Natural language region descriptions
--
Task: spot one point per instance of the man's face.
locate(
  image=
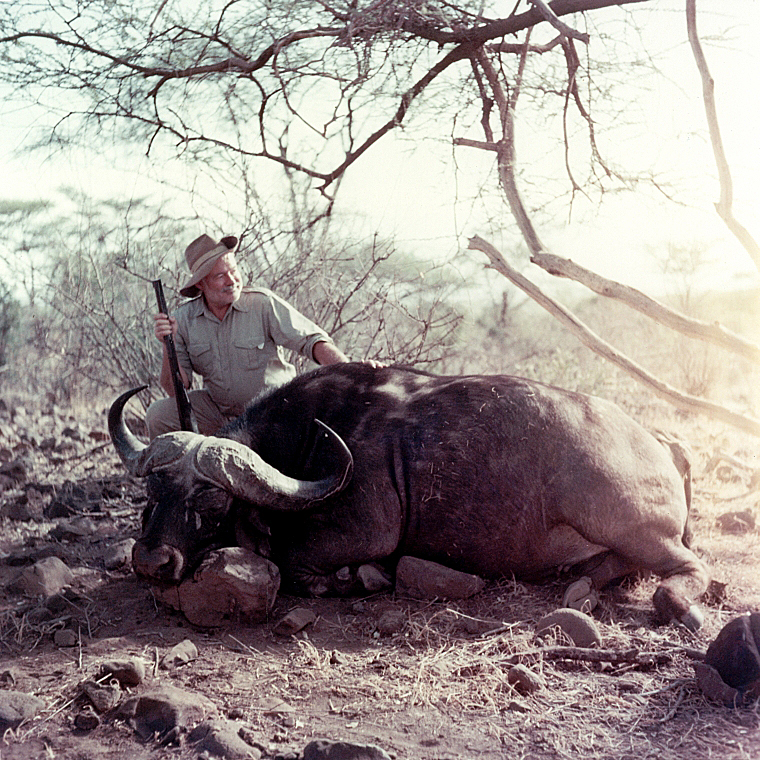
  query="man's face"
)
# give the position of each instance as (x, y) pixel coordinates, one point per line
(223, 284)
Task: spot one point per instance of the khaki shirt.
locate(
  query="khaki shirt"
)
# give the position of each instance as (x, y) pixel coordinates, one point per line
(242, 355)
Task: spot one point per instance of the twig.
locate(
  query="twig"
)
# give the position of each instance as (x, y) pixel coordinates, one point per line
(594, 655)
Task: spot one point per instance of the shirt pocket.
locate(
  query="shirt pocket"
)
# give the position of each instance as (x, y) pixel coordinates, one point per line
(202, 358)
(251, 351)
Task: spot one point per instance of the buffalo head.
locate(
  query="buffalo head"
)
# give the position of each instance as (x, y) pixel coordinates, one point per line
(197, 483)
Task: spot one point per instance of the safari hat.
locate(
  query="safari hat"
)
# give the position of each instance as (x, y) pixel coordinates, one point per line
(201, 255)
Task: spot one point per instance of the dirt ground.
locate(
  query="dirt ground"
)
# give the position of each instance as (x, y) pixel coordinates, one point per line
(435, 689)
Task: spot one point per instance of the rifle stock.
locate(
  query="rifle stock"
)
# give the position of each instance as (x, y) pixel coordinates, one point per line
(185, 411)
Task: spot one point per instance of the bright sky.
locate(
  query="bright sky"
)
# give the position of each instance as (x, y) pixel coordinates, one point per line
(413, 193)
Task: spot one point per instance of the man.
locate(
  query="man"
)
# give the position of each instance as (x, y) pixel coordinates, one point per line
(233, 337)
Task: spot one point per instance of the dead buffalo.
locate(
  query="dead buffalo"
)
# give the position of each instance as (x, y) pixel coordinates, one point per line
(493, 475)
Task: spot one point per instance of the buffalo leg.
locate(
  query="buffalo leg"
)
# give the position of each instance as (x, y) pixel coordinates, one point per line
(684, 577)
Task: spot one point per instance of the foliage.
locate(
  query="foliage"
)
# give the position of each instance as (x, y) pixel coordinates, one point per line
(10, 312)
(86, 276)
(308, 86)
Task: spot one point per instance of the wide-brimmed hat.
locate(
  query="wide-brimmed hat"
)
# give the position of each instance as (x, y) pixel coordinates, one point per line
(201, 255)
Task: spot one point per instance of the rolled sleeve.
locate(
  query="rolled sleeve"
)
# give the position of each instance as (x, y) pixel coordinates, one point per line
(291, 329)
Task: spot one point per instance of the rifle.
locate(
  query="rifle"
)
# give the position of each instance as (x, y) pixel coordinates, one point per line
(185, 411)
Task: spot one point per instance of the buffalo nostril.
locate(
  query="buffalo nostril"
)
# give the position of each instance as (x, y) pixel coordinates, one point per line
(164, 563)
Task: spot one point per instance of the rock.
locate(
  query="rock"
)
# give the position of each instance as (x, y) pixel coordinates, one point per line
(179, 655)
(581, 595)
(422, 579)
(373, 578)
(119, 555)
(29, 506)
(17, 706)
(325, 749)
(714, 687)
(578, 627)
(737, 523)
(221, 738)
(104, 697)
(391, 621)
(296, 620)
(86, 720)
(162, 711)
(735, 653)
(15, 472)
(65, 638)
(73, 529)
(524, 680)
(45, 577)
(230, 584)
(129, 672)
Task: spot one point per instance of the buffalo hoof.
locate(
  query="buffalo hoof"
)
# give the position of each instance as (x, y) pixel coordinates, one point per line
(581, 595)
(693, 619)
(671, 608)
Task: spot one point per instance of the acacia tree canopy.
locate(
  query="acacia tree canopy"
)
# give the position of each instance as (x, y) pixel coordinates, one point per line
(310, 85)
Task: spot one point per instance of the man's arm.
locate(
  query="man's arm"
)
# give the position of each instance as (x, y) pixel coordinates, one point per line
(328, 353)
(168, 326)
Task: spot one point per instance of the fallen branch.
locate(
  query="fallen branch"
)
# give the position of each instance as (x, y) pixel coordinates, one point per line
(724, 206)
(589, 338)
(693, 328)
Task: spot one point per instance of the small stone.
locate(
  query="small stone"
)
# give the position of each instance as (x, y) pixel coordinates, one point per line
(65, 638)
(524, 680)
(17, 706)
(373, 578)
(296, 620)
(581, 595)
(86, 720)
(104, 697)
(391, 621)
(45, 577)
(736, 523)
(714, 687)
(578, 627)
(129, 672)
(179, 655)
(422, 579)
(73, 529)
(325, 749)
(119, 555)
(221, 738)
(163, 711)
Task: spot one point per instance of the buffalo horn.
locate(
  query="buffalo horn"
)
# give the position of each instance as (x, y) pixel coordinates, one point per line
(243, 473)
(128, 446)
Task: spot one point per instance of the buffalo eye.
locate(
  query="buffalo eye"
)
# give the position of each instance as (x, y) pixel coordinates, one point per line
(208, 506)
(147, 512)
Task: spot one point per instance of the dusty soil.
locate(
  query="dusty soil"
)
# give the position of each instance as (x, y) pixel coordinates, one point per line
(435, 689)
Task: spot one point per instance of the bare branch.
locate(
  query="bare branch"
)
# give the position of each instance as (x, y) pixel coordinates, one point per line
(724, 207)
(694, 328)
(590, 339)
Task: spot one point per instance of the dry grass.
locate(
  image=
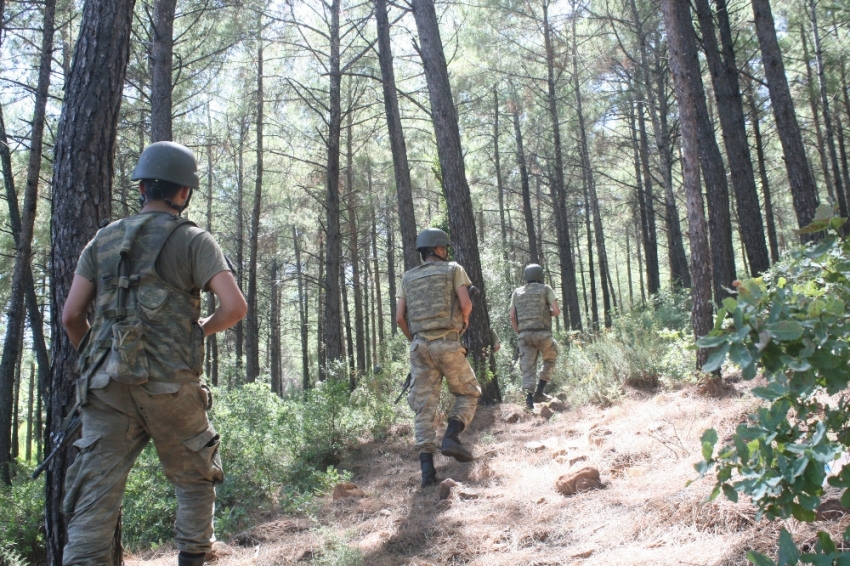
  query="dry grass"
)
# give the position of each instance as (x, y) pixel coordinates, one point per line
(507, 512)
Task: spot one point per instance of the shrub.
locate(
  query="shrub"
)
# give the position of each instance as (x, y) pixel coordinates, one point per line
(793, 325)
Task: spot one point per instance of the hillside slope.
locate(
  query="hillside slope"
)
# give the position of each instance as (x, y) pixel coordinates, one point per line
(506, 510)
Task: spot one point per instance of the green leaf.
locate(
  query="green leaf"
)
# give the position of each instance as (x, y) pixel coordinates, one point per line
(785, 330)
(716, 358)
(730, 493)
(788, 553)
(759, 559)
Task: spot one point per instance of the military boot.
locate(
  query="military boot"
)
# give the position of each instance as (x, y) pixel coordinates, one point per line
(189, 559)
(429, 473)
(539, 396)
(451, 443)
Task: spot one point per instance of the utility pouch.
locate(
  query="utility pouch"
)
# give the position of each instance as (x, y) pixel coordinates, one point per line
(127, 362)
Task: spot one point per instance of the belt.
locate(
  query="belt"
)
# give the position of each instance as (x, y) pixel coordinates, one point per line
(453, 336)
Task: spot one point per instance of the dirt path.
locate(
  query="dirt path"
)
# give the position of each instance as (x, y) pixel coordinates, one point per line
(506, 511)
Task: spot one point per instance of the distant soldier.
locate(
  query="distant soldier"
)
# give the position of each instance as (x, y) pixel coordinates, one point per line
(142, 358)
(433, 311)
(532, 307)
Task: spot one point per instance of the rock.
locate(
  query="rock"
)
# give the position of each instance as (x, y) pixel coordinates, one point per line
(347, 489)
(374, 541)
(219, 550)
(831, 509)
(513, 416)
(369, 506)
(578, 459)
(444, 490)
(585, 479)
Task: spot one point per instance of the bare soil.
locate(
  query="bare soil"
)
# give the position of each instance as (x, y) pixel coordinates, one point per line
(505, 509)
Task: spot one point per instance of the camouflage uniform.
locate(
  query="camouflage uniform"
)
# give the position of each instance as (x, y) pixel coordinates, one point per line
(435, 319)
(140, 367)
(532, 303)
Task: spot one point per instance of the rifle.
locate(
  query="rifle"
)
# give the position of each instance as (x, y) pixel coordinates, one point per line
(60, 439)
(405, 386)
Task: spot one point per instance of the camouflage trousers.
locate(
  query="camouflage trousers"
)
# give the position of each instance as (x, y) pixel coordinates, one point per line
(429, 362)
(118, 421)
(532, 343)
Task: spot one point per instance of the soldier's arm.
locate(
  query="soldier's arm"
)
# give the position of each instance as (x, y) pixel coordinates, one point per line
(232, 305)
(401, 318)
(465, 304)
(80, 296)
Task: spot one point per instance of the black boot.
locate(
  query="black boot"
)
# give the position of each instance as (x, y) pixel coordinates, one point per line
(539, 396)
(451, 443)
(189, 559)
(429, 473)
--
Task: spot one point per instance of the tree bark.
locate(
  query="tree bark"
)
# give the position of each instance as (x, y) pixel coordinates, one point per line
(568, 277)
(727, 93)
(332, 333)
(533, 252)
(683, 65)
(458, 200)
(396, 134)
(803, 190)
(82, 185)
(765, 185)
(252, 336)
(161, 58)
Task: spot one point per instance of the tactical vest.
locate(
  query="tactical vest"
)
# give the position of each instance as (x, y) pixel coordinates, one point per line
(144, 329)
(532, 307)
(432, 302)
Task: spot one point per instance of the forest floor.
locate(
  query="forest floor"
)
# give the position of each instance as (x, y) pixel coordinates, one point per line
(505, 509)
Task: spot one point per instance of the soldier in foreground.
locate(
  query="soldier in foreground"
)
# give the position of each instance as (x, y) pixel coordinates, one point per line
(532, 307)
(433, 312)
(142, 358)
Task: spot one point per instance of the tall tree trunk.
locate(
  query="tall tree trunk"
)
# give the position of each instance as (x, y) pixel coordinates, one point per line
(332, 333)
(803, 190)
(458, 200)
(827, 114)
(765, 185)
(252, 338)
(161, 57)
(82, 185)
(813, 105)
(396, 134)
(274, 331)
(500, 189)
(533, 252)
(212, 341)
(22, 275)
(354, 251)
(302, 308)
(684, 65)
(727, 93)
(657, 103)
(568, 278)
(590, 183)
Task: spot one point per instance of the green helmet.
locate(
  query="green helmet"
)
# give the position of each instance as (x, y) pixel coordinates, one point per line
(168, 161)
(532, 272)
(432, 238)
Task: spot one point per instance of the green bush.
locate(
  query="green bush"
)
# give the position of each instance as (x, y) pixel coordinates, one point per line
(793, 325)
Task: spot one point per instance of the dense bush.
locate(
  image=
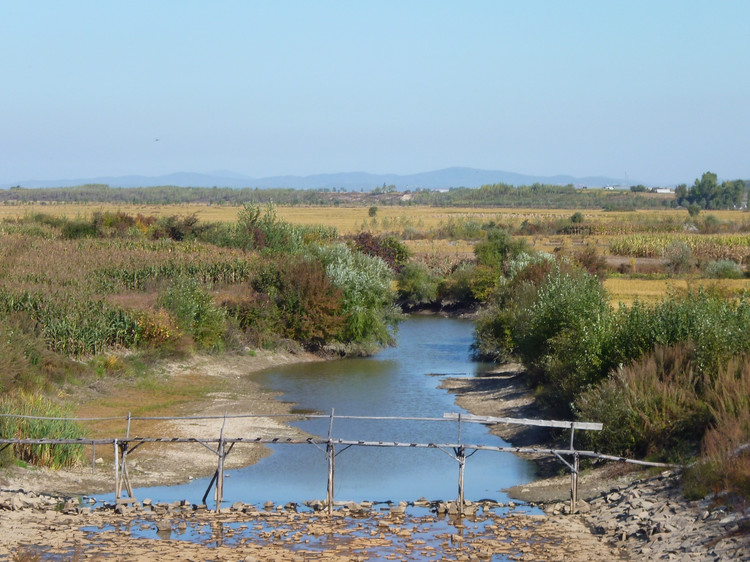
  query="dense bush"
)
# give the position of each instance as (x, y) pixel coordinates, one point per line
--
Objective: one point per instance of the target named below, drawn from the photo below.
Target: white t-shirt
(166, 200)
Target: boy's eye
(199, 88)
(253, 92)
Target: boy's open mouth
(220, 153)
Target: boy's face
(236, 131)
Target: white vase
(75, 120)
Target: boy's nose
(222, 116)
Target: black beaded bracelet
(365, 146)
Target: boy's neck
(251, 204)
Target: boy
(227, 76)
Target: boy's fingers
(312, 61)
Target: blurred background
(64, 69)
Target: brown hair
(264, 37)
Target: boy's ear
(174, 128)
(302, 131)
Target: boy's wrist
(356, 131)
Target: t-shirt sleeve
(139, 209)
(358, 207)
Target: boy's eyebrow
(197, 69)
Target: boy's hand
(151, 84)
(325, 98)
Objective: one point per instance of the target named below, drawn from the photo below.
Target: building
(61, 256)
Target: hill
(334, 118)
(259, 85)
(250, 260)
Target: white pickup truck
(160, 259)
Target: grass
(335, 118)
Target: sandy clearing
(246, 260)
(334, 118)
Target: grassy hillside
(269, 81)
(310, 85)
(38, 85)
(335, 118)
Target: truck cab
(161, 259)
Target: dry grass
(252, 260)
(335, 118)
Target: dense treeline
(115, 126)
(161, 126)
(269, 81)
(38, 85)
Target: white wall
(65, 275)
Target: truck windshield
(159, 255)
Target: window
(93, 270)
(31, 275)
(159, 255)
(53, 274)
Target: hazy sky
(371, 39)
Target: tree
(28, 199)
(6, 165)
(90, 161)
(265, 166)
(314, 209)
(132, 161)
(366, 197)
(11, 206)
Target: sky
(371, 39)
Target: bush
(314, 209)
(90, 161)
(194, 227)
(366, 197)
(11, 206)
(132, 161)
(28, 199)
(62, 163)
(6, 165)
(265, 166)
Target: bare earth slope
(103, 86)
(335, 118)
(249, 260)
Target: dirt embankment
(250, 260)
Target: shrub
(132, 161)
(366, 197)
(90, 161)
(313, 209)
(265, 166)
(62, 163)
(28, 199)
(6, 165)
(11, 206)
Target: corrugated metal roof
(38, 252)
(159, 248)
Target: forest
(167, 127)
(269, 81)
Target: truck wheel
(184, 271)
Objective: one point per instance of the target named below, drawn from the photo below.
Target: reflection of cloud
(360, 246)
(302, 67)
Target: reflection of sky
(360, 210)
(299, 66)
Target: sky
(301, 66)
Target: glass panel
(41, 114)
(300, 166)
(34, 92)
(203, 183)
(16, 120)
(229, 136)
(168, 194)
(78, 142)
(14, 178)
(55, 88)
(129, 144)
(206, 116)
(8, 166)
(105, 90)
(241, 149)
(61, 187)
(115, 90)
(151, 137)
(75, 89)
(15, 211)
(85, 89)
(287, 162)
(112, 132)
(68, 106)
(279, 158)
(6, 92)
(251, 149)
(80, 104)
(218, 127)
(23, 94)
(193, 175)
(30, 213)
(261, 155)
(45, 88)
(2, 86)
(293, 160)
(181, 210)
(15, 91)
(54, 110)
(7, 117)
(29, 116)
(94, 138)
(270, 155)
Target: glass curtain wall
--
_Exercise brief_.
Scan the lines above for the word "tactical" and copy every one where it occurs.

_Output for this exercise_.
Task: spot one point per instance of the tactical vest.
  query="tactical vest"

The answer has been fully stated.